▸ CHALLENGE A
Count the lines in the rows below that contain the word "pale", and reply with that number alone.

▸ PAGE EXTRACT
Is there a easy way to dump UTF-8 data from a database?
I know this command:
manage.py dumpdata > mydata.json
But the data I got in the file mydata.json, Unicode data looks like:
"name": "\u4e1c\u6cf0\u9999\u6e2f\u4e94\u91d1\u6709\u9650\u516c\u53f8"
I would like to see a real Unicode string like 全球卫星定位系统 (Chinese).
After struggling with similar issues, I've just found, that xml formatter handles UTF8 properly.
manage.py dumpdata --format=xml > output.xml
I had to transfer data from Django 0.96 to Django 1.3. After numerous tries with dump/load data, I've finally succeeded using xml. No side effects for now.
Hope this will help someone, as I've landed at this thread when looking for a solution..
django-admin.py dumpdata yourapp could dump for that purpose.
Or if you use MySQL, you could use the mysqldump command to dump the whole database.
And this thread has many ways to dump data, including manual methods.
UPDATE: because OP edited the question.
To convert from JSON encoding string to human readable string you could use this:
open("mydata-new.json","wb").write(open("mydata.json").read().decode("unicode_escape").encode("utf8"))
This solution worked for me from #Julian Polard's post.
Basically just add -Xutf8 in front of py or python when running this command:
python -Xutf8 manage.py dumpdata > data.json
Please upvote his answer as well if this worked for you ^_^
You need to either find the call to json.dump*() in the Django code and pass the additional option ensure_ascii=False and then encode the result after, or you need to use json.load*() to load the JSON and then dump it with that option.
Here I wrote a snippet for that.
Works for me!
You can create your own serializer which passes ensure_ascii=False argument to json.dumps function:
# serfializers/json_no_uescape.py
from django.core.serializers.json import *
class Serializer(Serializer):
def _init_options(self):
super(Serializer, self)._init_options()
self.json_kwargs['ensure_ascii'] = False
Then register new serializer (for example in your app __init__.py file):
from django.core.serializers import register_serializer
register_serializer('json-no-uescape', 'serializers.json_no_uescape')
Then you can run:
manage.py dumpdata --format=json-no-uescape > output.json
As YOU has provided a good answer that is accepted, it should be considered that python 3 distincts text and binary data, so both files must be opened in binary mode:
open("mydata-new.json","wb").write(open("mydata.json", "rb").read().decode("unicode_escape").encode("utf8"))
Otherwise, the error AttributeError: 'str' object has no attribute 'decode' will be raised.

▸ CHALLENGE B
Reproduce word for word the stretch of the thread above on dumping UTF-8 data from a Django database, from "Is there a easy" through "for that purpose.".

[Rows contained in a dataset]
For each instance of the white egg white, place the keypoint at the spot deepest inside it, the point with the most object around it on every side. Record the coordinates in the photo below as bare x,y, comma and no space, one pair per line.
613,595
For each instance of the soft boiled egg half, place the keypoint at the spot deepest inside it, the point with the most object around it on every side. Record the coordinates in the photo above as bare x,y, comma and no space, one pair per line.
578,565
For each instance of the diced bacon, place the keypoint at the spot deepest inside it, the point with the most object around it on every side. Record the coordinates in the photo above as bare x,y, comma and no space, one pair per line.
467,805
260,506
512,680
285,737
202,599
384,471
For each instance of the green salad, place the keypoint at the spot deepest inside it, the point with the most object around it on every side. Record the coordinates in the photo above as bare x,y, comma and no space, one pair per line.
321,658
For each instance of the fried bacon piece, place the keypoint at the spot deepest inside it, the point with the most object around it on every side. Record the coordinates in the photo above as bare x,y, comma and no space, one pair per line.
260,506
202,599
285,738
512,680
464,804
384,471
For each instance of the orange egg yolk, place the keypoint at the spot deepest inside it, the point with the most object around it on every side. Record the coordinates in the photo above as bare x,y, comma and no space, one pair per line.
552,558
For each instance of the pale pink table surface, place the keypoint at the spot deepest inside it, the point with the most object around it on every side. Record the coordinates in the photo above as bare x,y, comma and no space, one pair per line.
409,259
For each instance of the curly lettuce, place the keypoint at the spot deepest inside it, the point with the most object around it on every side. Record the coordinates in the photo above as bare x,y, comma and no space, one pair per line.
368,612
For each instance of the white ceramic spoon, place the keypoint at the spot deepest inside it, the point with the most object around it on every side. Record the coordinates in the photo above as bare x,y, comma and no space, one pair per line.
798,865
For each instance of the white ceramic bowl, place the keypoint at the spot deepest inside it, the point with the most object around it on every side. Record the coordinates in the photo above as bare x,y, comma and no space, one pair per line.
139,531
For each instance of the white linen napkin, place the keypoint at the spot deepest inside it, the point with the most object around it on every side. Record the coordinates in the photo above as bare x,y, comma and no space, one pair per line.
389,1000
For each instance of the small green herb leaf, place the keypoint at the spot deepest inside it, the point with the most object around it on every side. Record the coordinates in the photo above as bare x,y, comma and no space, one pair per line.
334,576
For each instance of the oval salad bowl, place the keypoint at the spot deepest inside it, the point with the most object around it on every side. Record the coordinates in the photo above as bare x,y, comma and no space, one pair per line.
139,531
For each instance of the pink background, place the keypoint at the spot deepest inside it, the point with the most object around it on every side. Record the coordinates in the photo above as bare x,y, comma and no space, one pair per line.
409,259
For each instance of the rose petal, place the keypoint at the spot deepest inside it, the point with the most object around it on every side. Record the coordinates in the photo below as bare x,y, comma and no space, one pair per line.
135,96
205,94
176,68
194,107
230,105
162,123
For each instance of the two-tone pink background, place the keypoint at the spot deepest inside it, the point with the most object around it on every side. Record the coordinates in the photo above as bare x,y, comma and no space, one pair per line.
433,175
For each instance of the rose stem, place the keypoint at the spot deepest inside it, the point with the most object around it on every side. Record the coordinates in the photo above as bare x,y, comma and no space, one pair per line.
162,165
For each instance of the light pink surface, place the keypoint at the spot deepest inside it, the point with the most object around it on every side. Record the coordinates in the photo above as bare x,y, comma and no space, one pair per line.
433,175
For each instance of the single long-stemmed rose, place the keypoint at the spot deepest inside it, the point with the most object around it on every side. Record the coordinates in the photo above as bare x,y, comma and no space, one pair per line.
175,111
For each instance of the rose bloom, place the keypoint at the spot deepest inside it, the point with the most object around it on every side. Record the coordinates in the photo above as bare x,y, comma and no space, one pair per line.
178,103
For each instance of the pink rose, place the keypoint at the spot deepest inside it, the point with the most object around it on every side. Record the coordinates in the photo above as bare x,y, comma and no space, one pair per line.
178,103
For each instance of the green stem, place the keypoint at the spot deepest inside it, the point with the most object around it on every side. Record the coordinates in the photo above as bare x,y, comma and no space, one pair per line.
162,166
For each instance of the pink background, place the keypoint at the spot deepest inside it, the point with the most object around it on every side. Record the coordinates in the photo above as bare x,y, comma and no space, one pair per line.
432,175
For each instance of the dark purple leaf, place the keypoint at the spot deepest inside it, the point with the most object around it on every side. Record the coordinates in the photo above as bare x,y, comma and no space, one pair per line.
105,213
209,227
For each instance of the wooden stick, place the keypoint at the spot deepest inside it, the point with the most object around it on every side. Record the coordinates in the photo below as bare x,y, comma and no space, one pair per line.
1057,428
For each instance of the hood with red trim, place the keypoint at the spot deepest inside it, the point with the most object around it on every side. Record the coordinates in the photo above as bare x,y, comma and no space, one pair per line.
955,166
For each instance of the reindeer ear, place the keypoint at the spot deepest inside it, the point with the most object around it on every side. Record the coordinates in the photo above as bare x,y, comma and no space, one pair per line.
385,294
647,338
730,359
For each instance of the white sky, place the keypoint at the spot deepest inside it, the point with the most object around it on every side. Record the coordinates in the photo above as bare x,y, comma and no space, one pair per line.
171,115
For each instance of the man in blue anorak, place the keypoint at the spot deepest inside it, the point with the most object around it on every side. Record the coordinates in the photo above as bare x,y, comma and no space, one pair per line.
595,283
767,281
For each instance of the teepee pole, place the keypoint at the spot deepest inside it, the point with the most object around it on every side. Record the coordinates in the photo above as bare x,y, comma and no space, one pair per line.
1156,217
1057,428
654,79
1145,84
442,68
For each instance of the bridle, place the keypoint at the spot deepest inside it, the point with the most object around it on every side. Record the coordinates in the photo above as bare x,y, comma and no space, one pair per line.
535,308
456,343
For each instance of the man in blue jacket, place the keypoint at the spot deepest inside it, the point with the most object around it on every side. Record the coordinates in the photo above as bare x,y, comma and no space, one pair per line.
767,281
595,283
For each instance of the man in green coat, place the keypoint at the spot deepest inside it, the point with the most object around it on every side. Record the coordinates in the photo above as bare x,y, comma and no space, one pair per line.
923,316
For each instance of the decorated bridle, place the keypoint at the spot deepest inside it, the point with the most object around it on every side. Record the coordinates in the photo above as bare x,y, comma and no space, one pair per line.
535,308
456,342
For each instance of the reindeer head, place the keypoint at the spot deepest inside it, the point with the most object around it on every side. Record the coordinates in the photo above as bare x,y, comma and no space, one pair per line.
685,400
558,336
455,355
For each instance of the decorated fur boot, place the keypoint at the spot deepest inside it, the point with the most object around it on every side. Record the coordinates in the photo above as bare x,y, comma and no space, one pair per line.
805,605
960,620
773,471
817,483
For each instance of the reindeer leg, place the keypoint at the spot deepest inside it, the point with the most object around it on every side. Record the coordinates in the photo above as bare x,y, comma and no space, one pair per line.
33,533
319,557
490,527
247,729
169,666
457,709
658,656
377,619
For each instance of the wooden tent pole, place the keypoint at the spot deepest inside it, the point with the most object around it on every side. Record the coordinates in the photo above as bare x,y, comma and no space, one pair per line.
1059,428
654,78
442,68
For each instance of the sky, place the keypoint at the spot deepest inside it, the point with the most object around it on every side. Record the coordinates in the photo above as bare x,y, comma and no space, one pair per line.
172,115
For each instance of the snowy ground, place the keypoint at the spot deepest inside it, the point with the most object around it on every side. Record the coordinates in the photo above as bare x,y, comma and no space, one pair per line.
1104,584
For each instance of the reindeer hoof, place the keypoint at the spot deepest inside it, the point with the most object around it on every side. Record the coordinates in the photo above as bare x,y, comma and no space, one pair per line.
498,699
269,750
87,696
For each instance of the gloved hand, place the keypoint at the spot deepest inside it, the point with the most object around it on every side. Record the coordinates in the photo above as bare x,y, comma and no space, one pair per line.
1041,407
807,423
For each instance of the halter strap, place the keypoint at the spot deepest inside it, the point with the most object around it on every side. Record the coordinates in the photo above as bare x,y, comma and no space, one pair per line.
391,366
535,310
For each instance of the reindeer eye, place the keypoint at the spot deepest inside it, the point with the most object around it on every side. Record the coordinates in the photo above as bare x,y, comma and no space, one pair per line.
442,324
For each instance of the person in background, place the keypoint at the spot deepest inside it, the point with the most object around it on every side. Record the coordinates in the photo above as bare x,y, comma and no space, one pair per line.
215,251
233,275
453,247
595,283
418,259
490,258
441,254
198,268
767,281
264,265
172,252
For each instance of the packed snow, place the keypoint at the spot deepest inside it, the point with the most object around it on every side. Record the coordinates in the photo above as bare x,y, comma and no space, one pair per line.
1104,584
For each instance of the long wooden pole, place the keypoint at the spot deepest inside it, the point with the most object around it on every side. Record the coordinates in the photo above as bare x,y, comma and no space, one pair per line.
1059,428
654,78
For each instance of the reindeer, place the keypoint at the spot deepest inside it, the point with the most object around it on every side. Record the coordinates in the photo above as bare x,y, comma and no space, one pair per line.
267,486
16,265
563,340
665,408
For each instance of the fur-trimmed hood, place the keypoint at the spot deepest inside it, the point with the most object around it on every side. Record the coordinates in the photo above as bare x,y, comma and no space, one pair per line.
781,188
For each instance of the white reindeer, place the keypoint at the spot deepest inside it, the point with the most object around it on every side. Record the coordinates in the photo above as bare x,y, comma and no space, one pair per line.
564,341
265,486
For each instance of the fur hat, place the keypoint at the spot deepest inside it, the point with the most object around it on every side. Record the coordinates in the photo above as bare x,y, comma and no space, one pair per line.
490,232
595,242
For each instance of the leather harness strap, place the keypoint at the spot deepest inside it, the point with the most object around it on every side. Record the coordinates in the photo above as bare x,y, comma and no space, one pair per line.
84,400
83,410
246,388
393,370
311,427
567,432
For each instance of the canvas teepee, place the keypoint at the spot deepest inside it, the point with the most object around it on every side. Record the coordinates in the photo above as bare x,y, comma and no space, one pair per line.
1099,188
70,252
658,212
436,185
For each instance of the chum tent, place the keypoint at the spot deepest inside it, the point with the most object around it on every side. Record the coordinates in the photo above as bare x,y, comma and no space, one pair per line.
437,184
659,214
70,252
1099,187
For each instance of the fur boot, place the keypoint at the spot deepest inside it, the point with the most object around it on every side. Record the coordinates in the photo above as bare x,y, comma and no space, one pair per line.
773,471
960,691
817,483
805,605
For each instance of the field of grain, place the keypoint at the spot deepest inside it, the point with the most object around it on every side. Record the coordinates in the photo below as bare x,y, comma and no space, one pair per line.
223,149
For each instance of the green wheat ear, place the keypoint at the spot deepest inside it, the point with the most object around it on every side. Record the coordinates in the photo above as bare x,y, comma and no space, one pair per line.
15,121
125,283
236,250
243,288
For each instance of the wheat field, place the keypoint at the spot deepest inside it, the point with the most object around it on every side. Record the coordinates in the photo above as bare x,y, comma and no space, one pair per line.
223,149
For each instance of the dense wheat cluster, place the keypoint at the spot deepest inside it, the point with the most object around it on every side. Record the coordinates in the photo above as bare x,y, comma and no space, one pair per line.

▸ TASK ANSWER A
1

▸ TASK ANSWER B
Is there a easy way to dump UTF-8 data from a database?
I know this command:
manage.py dumpdata > mydata.json
But the data I got in the file mydata.json, Unicode data looks like:
"name": "\u4e1c\u6cf0\u9999\u6e2f\u4e94\u91d1\u6709\u9650\u516c\u53f8"
I would like to see a real Unicode string like 全球卫星定位系统 (Chinese).
After struggling with similar issues, I've just found, that xml formatter handles UTF8 properly.
manage.py dumpdata --format=xml > output.xml
I had to transfer data from Django 0.96 to Django 1.3. After numerous tries with dump/load data, I've finally succeeded using xml. No side effects for now.
Hope this will help someone, as I've landed at this thread when looking for a solution..
django-admin.py dumpdata yourapp could dump for that purpose.